#### DATA FOR PROCESSING
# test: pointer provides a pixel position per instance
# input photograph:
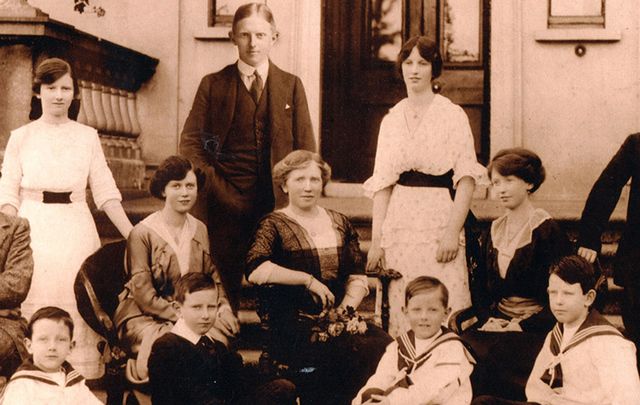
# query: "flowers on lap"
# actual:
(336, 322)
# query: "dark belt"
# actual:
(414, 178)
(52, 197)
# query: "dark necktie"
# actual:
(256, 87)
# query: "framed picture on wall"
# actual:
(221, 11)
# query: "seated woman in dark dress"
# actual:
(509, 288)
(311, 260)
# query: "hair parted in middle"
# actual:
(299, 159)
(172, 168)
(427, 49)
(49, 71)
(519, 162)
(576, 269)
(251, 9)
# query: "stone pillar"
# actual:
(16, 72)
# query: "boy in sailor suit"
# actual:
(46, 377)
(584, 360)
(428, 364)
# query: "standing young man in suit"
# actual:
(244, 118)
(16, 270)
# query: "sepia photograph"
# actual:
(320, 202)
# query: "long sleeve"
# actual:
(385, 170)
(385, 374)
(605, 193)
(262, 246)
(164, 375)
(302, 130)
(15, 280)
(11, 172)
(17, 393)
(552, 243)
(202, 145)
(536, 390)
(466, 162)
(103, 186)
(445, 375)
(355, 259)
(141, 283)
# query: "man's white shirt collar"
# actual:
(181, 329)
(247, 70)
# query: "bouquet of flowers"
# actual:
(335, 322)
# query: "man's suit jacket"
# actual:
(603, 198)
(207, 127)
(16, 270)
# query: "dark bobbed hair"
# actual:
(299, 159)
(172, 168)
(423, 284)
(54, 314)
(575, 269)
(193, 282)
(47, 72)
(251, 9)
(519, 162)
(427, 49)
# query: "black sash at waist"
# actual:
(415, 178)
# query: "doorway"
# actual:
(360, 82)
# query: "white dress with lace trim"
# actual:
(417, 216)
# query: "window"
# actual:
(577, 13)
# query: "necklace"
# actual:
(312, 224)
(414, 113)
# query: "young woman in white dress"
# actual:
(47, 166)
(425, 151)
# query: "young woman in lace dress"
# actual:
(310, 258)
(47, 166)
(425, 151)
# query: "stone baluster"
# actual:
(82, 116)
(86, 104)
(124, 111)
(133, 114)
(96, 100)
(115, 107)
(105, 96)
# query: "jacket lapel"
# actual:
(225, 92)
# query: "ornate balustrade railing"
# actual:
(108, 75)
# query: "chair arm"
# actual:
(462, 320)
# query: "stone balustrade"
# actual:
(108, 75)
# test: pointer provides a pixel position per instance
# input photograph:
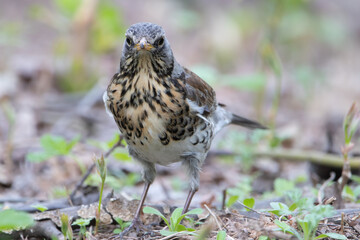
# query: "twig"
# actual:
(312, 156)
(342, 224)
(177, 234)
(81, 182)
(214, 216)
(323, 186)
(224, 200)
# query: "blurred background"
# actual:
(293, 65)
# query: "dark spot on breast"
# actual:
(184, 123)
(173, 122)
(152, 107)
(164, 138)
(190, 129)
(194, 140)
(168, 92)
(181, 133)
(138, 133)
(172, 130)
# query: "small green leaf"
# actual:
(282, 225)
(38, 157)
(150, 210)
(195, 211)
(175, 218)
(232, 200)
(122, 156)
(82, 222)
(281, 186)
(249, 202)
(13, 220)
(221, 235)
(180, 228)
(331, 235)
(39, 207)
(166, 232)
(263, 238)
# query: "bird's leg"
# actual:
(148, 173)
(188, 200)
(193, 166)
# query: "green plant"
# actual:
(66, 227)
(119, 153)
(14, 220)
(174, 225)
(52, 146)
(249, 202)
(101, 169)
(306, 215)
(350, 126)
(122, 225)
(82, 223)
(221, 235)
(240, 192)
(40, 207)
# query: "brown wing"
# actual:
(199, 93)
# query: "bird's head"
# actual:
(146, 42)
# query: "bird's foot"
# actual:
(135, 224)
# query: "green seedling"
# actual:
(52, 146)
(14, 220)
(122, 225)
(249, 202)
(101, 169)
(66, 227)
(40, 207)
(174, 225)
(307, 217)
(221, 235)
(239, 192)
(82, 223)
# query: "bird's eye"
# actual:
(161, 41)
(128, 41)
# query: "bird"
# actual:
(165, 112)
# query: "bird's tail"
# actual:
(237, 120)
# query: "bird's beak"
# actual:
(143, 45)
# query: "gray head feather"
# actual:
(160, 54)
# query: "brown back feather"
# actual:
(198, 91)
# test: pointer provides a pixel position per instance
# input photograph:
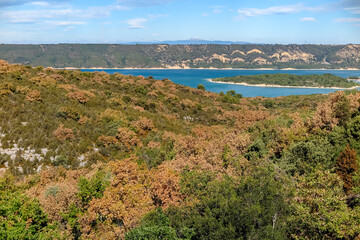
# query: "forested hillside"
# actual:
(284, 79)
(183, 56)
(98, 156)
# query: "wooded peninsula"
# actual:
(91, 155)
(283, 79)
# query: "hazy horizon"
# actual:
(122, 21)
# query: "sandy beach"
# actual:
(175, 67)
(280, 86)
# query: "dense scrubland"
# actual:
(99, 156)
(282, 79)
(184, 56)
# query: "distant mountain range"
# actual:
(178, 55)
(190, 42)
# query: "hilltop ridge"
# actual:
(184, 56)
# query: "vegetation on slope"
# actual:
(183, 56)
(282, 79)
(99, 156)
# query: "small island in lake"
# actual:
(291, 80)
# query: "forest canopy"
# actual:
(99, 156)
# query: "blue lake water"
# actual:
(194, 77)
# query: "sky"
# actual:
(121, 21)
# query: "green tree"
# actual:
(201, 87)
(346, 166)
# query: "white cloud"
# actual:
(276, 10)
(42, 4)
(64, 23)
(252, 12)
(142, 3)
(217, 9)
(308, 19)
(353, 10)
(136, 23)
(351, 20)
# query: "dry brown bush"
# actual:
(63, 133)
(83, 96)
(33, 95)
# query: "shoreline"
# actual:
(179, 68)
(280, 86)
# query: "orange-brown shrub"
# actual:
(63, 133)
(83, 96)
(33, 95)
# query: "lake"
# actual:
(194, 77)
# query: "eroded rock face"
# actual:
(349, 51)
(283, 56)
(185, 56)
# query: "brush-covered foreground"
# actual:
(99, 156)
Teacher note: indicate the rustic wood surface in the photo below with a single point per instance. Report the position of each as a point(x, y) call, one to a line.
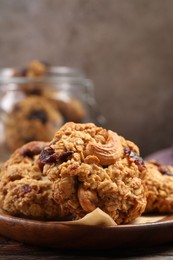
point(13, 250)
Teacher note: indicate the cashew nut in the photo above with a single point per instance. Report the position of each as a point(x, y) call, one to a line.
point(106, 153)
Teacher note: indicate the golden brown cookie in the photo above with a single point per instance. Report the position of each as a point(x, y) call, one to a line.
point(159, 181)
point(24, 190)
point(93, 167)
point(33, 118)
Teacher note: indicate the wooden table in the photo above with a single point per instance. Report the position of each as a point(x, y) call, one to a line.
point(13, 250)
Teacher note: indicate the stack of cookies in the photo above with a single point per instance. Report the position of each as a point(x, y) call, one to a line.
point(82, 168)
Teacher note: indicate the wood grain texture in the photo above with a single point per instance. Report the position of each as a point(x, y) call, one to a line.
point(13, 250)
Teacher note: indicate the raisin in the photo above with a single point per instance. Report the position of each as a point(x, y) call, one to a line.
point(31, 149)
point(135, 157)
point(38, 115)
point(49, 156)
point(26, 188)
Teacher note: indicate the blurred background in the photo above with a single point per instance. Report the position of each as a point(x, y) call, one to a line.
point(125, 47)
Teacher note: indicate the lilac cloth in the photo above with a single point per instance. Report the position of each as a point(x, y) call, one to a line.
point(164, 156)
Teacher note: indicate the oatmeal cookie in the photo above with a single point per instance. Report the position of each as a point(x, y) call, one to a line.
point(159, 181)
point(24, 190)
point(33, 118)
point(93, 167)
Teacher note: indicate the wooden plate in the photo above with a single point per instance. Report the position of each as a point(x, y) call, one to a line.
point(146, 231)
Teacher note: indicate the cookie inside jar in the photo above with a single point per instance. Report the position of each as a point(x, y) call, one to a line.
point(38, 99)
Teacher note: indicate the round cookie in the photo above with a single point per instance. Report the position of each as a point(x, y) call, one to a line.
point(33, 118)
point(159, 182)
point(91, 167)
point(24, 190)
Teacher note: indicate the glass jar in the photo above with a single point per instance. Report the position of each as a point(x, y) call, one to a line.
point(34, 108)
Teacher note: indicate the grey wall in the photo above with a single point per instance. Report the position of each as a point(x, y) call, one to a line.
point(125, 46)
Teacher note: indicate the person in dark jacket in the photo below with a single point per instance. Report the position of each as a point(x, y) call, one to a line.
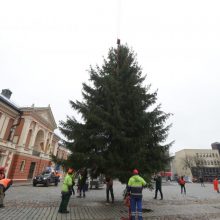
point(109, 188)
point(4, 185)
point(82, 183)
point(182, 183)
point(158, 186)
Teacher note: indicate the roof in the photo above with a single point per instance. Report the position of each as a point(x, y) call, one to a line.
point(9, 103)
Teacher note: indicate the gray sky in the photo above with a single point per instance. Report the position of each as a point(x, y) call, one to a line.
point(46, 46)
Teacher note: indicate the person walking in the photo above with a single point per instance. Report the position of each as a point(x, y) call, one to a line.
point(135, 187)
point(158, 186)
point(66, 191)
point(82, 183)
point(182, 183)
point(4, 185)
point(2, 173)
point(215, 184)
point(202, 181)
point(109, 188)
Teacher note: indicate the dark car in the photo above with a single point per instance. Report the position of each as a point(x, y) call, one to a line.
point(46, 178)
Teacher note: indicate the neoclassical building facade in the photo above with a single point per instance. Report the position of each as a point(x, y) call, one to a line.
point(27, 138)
########
Your answer should consist of the lines above that hold the word "feather", copied exactly.

# query: "gray head feather"
# query: "brown back feather"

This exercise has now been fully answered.